## Voci riportate
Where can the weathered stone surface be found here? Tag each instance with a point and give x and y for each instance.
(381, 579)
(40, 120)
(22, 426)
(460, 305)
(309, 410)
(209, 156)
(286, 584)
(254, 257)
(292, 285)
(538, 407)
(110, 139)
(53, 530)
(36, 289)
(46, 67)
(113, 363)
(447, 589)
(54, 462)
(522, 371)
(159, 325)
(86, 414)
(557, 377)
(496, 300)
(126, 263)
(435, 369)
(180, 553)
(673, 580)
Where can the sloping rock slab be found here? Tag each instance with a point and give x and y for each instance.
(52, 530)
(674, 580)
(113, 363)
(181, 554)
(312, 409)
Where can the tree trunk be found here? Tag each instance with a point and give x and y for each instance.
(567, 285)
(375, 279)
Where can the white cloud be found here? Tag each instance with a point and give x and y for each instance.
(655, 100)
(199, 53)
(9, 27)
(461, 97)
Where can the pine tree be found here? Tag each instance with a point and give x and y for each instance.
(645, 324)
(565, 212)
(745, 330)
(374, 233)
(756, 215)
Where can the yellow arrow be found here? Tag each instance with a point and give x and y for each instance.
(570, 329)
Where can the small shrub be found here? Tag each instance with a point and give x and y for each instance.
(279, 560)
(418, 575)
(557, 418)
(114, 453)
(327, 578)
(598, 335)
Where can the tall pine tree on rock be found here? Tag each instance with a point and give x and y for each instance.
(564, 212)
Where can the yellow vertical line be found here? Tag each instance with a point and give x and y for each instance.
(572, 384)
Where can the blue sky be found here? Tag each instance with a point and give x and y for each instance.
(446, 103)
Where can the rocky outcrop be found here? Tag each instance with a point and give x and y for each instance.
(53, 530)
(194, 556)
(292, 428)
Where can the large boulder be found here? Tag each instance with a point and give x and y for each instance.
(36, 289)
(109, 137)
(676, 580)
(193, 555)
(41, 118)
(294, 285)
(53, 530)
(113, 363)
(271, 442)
--
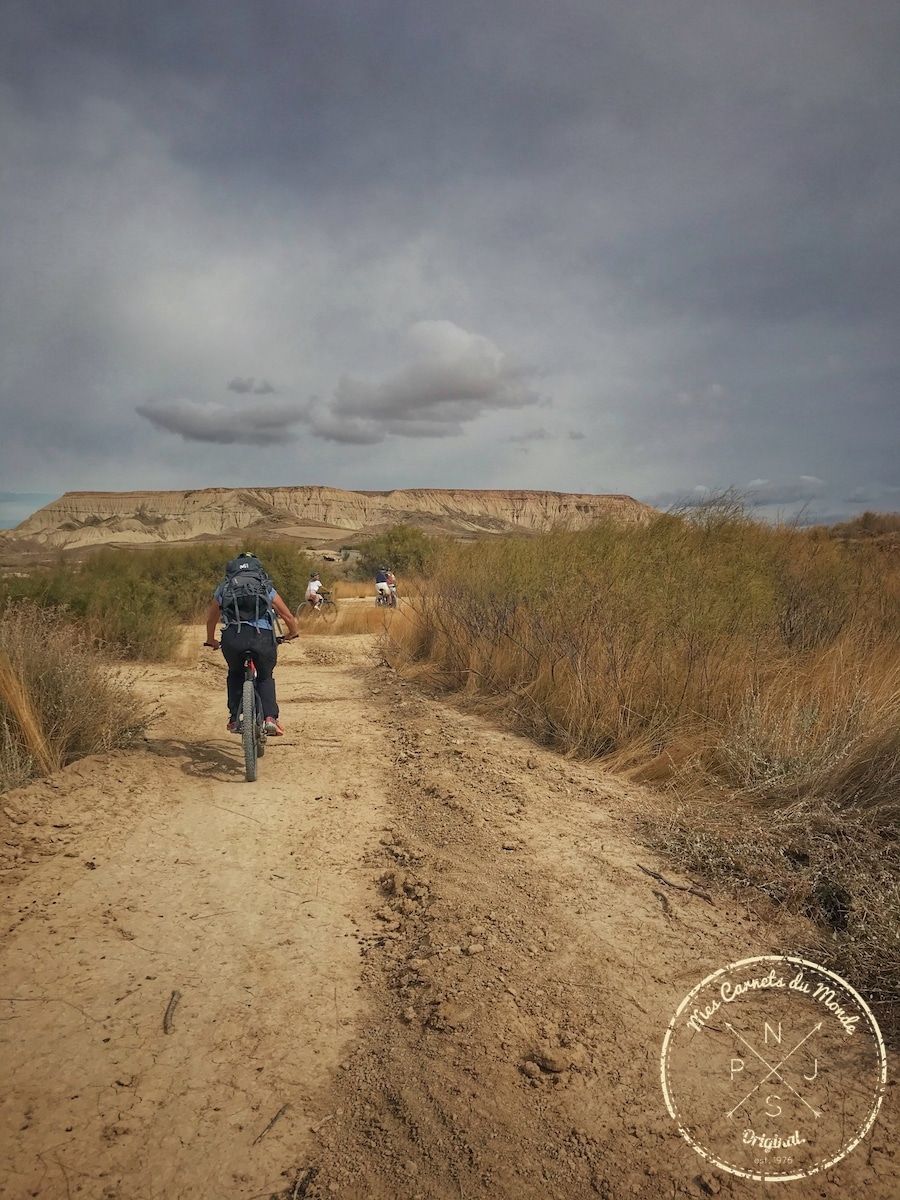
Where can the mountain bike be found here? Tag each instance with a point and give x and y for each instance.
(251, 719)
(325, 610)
---
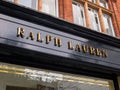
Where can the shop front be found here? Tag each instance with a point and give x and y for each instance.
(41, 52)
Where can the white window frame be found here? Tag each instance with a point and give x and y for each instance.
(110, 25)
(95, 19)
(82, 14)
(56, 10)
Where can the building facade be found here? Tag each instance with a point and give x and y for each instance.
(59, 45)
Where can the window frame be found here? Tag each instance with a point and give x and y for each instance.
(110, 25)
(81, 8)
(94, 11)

## Cosa fare
Individui nelle voci sopra ogni riga in cui compare la parola "tree" e la trascriva.

## Esercizio svolto
Where can the tree trunk be found here? Tag each instance with a point and give x and y for each instance.
Where can the pine tree be found here? Tag each instance with a point and give x and y for each instance.
Where can the tall pine tree on rock be found here? Tag each instance with a point and give x and y for each instance.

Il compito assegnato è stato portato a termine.